§ **Task statement**
Answer these from the commit notice below:
(a) Who is listed as the author?
(b) According to the log, what does amdgpu codegen presently emit a call into?
(c) What openmp code does the change let run without rocm device libraries installed?

━━ Given passage ━━

[Openmp-commits] [openmp] 76bfbb7 - [libomptarget][amdgpu] Call into deviceRTL instead of ockl

Jon Chesterfield via Openmp-commits openmp-commits at lists.llvm.org
Mon Jan 4 08:49:38 PST 2021


Author: Jon Chesterfield
Date: 2021-01-04T16:48:47Z
New Revision: 76bfbb74d38b611f150e8e1a4becc11be95703da

URL: https://github.com/llvm/llvm-project/commit/76bfbb74d38b611f150e8e1a4becc11be95703da
DIFF: https://github.com/llvm/llvm-project/commit/76bfbb74d38b611f150e8e1a4becc11be95703da.diff

LOG: [libomptarget][amdgpu] Call into deviceRTL instead of ockl

[libomptarget][amdgpu] Call into deviceRTL instead of ockl

Amdgpu codegen presently emits a call into ockl. The same functionality
is already present in the deviceRTL. Adds an amdgpu specific entry point
to avoid the dependency. This lets simple openmp code (specifically, that
which doesn't use libm) run without rocm device libraries installed.

━━━
━━ Extracted records ━━

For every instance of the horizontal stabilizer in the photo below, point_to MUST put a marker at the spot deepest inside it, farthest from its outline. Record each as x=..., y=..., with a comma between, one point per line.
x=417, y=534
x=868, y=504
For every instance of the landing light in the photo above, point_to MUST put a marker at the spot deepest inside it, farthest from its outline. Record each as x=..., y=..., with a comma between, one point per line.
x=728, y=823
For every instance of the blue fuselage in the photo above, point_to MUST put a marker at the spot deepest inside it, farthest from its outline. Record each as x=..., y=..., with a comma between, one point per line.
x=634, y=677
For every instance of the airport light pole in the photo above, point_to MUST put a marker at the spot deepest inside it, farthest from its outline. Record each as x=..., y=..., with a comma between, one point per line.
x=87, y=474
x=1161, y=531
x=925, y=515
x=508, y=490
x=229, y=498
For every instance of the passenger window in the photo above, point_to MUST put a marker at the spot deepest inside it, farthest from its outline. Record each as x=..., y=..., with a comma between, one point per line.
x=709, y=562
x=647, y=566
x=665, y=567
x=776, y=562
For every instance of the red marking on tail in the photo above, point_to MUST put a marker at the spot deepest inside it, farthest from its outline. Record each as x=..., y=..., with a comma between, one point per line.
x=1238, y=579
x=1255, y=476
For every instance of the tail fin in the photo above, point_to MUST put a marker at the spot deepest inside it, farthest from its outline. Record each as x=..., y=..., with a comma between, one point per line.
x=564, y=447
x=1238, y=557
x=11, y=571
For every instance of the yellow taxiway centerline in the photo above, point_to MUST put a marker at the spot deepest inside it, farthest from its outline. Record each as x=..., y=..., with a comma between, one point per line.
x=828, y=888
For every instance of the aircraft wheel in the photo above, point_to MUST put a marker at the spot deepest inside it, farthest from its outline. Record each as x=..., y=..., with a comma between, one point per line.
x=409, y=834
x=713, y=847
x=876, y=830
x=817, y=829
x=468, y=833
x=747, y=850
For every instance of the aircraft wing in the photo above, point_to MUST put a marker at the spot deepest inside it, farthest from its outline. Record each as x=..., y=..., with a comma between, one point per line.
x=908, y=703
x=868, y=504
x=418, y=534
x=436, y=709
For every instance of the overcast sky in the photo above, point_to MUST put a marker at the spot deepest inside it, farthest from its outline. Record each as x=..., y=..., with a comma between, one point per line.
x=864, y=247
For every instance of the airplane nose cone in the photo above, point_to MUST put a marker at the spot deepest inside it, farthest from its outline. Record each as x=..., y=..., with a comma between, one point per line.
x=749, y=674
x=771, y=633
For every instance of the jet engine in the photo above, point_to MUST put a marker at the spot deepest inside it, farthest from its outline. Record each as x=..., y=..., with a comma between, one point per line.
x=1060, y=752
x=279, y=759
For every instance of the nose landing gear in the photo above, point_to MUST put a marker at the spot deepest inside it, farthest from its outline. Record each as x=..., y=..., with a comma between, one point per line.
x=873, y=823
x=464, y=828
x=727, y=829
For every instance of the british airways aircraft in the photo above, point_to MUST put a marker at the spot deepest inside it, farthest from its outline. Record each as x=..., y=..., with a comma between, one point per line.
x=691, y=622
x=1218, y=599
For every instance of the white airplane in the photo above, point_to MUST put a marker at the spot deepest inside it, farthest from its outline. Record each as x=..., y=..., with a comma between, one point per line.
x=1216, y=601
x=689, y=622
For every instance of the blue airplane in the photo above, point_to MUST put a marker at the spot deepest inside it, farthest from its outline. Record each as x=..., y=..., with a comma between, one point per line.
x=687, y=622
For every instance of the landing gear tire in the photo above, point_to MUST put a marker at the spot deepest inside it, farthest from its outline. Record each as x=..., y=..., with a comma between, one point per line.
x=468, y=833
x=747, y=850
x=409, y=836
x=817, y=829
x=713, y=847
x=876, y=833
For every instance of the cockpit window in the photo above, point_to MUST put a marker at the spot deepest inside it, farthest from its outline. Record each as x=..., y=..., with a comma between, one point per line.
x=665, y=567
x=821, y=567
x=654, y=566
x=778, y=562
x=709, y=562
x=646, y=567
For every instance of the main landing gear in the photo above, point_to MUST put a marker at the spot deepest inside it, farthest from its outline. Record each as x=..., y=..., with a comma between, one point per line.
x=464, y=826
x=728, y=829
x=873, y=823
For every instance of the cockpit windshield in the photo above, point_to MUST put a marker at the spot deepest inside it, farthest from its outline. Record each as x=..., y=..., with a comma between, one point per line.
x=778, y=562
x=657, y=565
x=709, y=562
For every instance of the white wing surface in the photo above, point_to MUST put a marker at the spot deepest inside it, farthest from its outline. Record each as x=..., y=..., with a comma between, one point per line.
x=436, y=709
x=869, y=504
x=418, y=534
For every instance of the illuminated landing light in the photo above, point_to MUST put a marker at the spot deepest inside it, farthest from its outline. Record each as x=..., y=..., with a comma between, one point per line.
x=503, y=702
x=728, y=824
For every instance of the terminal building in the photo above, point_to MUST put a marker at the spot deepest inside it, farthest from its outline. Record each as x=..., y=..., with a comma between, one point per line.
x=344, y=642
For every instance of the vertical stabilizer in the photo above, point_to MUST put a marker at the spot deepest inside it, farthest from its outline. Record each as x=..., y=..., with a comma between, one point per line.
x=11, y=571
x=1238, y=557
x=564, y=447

━━━

§ **Task response**
(a) Jon Chesterfield
(b) ockl
(c) Simple openmp code, specifically code that doesn't use libm